**EXCERPT PROVIDED**
◆ ◆ ◆ ◆
On Christmas Eve of 2009, four migrant workers, whose names and the company they worked for were not disclosed, died when the scaffolding of the building they were constructing fell on them.

In May 2009, youth and multiculturalism critic and Liberal MP Ruby Dhalla was criticized for allegedly abusing her caregivers from the Philippines, by forcing them to do work outside their contract and underpaying them.

In Nov. 2010, the UN’s International Labour Organization found Ontario, and Canada, guilty of violating the rights of 100,000 migrant and domestic farm workers in the province by banning farm unions. In May 2011 three Filipino temporary workers, dubbed “the Three Amigos,” were deported when their permits became invalid after their employers in Alberta laid them off due to the recession. They worked at a Manitoba gas station for another employer who promised to change their permits, but never did.

Roof collapse

Storage tank roof collapsed in April 2007 killing two Chinese migrant workers employed by Sinopec Shanghai Engineering Canada near Fort McMurray. (CBC)

In May 2012, a union staged a blacklist tribunal in front of the Mexican consulate for all the farm workers who have allegedly been sent home for attempting to unionize. Later in June, the exotic dancer stream of the TFWP was cut after the immigration and the human resources departments deemed that there were risks of human trafficking and exploitation within the stream. And this fall the premier of B.C. was severely criticized for advertising a Chinese mining project as a way to bring jobs to Canadians, when up to 2,000 Chinese migrant workers will be recruited to work in mines — rather than offering the jobs to locals, including the First Nations from those areas. The job ads also listed Mandarin as a language requirement, ruling out most Canadians from applying.

It was also discovered in an investigation by The Tyee that Chinese workers were being charged recruitment fees of more than $12,500 in exchange for work in the mine. Two unions have challenged the Chinese workers’ entries, through a judicial review that was approved by the Federal Court. As the controversy grew, Human Resources and Skills Development Canada announced it was reviewing the entire program.

XL Foods, based in Alberta, also came under fire for laying off 2,000 workers, 800 of whom turned out to be migrant workers, after the massive beef recall in September 2012.

And earlier in November four Mexican migrant workers filed a human rights case against their employer at Tim Horton’s in Dawson Creek, B.C., who they say gave them the “double-double” treatment, by doubling them up in bunk beds and charging them double in rent, as well as withholding their passports and calling them, according to reports, “Mexican idiots” — charges their employer said were “made up.”

Alberta’s two-tier labour system

Alberta currently has the highest per capita use of migrant workers, largely due to the oil sands projects — 22 times higher than the rest of the Canada — and their situation reveals troubling rates of mistreatment. As a 2010 audit by the Alberta Ministry of Employment and Immigration discovered, 74 per cent of migrant workers were mistreated by their employers, who typically violated labour laws on overtime, holiday and vacation pay.
◆ ◆ ◆ ◆
**GIVEN DATA**

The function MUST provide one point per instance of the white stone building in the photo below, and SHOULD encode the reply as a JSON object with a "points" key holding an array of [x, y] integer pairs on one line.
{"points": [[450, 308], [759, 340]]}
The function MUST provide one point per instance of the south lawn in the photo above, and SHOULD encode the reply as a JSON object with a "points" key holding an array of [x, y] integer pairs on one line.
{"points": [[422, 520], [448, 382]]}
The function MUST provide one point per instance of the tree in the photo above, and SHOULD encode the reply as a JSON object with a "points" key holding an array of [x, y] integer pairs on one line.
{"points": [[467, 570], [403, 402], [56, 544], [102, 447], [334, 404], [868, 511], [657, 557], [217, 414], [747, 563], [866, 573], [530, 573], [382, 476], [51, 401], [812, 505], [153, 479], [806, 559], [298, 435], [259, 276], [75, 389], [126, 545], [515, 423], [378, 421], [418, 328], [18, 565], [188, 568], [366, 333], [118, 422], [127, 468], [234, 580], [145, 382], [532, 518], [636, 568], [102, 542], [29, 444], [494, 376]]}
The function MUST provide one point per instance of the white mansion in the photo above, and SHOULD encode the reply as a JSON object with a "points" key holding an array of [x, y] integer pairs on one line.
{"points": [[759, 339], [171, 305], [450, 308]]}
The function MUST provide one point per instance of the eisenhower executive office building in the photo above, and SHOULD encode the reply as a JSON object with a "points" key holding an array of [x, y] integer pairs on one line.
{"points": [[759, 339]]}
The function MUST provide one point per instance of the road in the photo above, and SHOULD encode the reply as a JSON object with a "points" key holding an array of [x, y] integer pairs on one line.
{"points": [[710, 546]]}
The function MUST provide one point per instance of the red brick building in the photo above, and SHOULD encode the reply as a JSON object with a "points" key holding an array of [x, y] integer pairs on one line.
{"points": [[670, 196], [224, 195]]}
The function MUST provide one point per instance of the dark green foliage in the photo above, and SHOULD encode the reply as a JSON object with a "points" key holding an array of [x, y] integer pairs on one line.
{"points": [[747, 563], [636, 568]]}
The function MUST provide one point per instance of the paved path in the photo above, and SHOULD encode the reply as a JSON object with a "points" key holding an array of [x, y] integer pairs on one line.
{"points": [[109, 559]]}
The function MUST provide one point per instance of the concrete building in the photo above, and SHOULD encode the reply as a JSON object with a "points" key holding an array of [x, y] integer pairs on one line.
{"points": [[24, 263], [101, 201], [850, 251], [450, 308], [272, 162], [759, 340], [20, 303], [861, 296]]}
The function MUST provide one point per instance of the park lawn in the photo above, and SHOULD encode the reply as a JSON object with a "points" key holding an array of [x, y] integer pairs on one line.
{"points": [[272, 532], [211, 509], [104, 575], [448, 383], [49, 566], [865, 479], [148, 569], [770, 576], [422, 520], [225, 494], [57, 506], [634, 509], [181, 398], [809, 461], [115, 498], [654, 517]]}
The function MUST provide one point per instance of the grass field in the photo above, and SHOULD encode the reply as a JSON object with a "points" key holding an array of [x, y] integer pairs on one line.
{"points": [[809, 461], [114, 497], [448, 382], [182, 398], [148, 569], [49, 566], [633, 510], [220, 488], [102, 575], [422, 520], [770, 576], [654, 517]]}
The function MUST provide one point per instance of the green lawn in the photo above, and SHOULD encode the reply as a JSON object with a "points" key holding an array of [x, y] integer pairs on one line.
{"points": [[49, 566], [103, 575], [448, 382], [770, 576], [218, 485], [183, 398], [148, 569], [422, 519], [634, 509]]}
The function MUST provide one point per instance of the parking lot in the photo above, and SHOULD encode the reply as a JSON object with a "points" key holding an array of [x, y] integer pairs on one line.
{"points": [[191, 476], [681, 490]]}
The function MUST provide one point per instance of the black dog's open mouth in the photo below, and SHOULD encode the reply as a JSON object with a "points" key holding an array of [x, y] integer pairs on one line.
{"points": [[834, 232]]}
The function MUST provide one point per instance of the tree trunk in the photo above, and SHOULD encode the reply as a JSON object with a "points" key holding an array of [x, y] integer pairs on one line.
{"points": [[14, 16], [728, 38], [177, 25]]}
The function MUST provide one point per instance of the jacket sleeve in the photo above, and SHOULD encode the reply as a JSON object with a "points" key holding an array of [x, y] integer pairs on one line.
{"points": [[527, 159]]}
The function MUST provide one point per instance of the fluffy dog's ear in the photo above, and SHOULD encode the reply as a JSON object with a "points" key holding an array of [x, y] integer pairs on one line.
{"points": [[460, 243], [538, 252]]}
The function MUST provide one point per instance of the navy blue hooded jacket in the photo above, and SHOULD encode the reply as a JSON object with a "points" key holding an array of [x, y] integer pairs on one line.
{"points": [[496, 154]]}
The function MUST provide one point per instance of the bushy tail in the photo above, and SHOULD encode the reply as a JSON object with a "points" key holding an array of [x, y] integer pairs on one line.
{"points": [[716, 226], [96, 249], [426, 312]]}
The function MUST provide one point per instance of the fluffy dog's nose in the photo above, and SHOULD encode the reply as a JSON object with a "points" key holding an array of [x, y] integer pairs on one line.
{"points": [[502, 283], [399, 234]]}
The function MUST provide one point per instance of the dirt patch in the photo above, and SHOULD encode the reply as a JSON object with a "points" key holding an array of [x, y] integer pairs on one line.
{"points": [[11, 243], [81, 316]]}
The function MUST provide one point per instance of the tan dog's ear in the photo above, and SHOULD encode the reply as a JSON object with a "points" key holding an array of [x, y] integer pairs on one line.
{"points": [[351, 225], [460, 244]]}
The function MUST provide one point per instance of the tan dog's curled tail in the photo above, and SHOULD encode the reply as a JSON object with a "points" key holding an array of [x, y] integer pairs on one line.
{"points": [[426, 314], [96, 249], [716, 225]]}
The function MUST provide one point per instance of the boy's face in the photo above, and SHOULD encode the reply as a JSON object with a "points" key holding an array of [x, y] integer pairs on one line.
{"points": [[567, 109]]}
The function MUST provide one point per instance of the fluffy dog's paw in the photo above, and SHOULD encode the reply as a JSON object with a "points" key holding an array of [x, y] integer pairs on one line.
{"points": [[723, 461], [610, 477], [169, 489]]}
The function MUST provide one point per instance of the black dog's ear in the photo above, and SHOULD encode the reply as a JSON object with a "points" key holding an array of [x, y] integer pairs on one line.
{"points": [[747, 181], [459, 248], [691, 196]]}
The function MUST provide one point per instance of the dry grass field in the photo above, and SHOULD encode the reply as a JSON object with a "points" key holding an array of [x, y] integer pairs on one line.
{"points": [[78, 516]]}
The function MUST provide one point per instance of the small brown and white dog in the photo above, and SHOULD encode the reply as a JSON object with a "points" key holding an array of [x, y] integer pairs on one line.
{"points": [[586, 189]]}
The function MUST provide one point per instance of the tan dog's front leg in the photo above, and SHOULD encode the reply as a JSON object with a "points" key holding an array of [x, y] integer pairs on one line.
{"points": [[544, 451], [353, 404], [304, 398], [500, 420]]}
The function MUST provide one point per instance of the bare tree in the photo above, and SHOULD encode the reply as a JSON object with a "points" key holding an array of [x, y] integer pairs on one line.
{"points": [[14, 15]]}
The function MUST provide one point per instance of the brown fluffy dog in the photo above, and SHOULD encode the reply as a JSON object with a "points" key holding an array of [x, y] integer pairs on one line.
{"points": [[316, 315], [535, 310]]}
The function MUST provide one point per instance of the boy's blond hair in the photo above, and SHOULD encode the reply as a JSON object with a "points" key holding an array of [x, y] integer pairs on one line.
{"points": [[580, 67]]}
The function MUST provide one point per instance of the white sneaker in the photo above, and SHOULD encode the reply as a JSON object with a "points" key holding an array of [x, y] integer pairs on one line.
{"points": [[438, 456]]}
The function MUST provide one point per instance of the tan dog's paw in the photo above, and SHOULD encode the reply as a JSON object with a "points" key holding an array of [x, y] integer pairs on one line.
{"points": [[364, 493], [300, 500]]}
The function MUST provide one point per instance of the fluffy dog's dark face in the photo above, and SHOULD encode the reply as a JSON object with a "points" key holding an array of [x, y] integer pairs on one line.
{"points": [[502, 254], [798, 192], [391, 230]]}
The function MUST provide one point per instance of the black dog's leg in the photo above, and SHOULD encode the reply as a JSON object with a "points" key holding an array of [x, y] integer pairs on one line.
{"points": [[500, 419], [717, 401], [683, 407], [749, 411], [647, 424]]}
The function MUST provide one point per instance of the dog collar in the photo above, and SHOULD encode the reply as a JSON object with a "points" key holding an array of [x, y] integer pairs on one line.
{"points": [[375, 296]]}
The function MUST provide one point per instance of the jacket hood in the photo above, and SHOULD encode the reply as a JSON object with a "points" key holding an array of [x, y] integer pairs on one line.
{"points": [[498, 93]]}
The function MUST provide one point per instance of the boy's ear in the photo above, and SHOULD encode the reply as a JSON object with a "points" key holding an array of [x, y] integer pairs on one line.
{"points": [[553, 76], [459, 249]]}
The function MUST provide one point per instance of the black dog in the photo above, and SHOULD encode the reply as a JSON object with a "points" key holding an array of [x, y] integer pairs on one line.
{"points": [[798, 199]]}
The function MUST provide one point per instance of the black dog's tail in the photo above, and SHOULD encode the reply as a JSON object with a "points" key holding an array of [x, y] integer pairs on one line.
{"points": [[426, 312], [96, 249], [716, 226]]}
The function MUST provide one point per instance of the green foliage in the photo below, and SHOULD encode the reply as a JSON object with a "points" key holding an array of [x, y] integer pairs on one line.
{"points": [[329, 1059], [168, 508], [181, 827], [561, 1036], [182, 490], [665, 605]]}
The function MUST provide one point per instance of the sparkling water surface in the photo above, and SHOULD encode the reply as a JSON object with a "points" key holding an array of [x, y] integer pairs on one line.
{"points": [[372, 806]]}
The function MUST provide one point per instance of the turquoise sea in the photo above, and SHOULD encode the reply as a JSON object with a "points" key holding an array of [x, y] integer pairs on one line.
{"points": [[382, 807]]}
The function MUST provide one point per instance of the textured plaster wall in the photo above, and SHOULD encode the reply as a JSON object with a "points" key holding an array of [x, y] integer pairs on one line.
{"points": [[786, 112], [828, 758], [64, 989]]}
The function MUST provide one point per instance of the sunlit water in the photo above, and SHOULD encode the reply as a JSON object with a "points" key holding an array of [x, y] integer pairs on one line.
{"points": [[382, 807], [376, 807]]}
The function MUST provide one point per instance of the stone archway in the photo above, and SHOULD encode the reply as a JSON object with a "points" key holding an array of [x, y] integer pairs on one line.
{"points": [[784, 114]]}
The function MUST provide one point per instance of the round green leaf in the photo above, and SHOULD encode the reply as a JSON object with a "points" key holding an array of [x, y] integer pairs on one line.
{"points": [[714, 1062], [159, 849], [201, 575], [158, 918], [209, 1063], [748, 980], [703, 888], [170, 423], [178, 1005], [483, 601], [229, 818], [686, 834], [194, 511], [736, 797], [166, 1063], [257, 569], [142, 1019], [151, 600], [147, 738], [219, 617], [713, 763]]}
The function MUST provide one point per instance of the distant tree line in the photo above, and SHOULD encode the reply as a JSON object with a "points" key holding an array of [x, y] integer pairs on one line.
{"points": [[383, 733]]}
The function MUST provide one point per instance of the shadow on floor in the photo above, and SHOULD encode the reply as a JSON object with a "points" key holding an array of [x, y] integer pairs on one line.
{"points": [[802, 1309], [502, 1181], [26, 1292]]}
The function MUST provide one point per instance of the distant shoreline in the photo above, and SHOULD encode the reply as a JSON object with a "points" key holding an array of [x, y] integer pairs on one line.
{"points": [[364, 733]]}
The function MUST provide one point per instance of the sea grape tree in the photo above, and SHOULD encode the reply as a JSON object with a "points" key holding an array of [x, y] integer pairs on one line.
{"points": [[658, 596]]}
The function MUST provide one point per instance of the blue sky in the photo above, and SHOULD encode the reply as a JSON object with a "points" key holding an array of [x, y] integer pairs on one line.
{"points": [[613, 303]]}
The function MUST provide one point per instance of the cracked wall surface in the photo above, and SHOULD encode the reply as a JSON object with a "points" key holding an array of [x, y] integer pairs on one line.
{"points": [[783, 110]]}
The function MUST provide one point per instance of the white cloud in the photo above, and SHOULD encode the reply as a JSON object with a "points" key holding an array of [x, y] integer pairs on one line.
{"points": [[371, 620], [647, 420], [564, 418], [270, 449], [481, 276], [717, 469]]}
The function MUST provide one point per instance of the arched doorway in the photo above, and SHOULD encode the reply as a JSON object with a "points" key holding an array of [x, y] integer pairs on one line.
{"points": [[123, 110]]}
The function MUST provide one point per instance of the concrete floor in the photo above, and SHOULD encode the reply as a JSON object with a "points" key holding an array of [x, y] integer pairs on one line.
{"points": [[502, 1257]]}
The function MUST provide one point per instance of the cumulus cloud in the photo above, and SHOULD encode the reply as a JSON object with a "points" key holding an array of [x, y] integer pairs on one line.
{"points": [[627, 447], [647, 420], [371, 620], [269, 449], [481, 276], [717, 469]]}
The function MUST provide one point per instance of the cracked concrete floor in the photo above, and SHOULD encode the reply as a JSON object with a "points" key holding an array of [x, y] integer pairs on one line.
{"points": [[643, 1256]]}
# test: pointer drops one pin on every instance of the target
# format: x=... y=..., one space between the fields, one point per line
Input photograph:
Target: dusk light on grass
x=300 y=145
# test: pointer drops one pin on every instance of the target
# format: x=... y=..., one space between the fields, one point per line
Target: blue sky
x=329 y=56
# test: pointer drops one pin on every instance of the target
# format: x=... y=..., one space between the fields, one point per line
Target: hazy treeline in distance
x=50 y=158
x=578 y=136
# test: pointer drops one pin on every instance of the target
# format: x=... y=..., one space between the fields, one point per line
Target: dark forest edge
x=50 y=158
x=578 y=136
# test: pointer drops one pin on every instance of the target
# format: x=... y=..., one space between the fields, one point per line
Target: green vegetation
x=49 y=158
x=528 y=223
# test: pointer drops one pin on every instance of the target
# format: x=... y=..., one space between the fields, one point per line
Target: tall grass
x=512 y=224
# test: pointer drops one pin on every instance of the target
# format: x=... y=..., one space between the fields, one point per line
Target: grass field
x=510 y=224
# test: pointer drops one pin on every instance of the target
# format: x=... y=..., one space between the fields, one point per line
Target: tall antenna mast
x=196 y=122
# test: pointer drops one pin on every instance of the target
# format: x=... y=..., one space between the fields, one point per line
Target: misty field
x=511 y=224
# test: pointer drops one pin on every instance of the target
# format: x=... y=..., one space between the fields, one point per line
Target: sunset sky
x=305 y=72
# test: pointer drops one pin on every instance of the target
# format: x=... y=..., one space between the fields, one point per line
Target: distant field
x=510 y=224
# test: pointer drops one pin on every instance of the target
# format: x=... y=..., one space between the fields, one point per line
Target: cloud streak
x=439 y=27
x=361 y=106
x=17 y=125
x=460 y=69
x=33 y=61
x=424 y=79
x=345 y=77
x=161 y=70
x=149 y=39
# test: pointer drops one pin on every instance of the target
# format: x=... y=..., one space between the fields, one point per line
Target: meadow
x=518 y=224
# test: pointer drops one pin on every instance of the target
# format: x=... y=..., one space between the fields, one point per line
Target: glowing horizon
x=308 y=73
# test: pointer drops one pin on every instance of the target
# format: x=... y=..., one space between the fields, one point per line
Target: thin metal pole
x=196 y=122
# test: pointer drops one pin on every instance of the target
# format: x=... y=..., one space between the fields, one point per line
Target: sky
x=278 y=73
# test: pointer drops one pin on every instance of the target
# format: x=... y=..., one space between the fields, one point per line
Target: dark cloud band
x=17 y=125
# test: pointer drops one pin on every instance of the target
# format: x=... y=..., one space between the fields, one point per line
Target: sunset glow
◆ ◆ ◆ ◆
**WORK TO BE COMPLETED**
Name each Canadian province that appears in the text on migrant workers in Canada. The material after the text is separate from it.

**WRITTEN ANSWER**
Ontario, Alberta, Manitoba, B.C.